What to work on:
Copy the passage on crowdsourced startup funding word for word, everything from "It is essential" down to "2021 (‘NCS Regulations’).".

Excerpt to read:
Crowdsourcing funds faces stiff penal actions
Nuanced structuring, conduit investor or platform advertising punished with crores of penalties
(last updated November 21, 2024)
– Pammy Jaiswal, Partner | pammy@vinodkothari.com
Background
Use of digital platforms for tapping the early stage or ongoing funding is being seen more often than before, and quite obviously so, in a networked world where crowdsourcing and crowd placing of almost everything is the norm[1]. Several well-known platforms have been showcasing the immense potential to raise funds for startups from either private equity investors, reaching very often to retail investors too. Popular TV shows spotlighting investments in start-ups have turned fundraising entrepreneurs into celebrities, further fueling this trend. In such an environment, it is notable to find that crowdsourcing funds by a startups is said to breach the law and is attracting huge penalties.
It is essential to consider several provisions of the Companies Act, 2013 (‘CA 2013’ or ‘Act’) dealing with public issuances and private placement, along with recent orders by the RoC and SEBI. These authorities, through detailed reasoning, have imposed significant penalties for violation, highlighting that offering privately placed securities to the public—especially through online platforms—is being done in striking contravention to Act, SEBI Act as well the SEBI (Issue and Listing of Non-Convertible Securities) Regulations, 2021 (‘NCS Regulations’).

Data records:
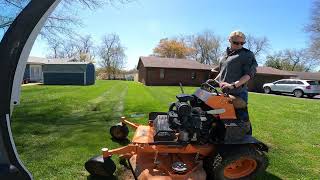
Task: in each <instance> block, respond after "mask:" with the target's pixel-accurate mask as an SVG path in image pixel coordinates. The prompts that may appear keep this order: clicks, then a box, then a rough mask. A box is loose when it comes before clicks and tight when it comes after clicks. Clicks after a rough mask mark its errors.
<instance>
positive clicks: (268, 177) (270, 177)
mask: <svg viewBox="0 0 320 180" xmlns="http://www.w3.org/2000/svg"><path fill="white" fill-rule="evenodd" d="M257 180H281V178H279V177H278V176H276V175H274V174H271V173H269V172H268V171H265V172H264V173H263V174H261V175H260V176H258V178H257Z"/></svg>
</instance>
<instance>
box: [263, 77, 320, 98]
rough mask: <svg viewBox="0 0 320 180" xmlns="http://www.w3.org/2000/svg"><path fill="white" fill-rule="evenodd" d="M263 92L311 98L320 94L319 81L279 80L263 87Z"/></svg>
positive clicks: (294, 79) (319, 86)
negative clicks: (293, 95)
mask: <svg viewBox="0 0 320 180" xmlns="http://www.w3.org/2000/svg"><path fill="white" fill-rule="evenodd" d="M263 89H264V92H265V93H267V94H269V93H273V92H275V93H292V94H293V95H294V96H296V97H302V96H303V95H307V96H308V97H310V98H312V97H314V96H316V95H319V94H320V84H319V81H314V80H301V79H281V80H278V81H275V82H273V83H266V84H264V85H263Z"/></svg>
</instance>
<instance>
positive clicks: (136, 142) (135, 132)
mask: <svg viewBox="0 0 320 180" xmlns="http://www.w3.org/2000/svg"><path fill="white" fill-rule="evenodd" d="M153 134H154V130H153V128H152V127H150V126H142V125H139V126H138V128H137V129H136V132H135V133H134V136H133V138H132V143H153V142H154V140H153Z"/></svg>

Task response:
It is essential to consider several provisions of the Companies Act, 2013 (‘CA 2013’ or ‘Act’) dealing with public issuances and private placement, along with recent orders by the RoC and SEBI. These authorities, through detailed reasoning, have imposed significant penalties for violation, highlighting that offering privately placed securities to the public—especially through online platforms—is being done in striking contravention to Act, SEBI Act as well the SEBI (Issue and Listing of Non-Convertible Securities) Regulations, 2021 (‘NCS Regulations’).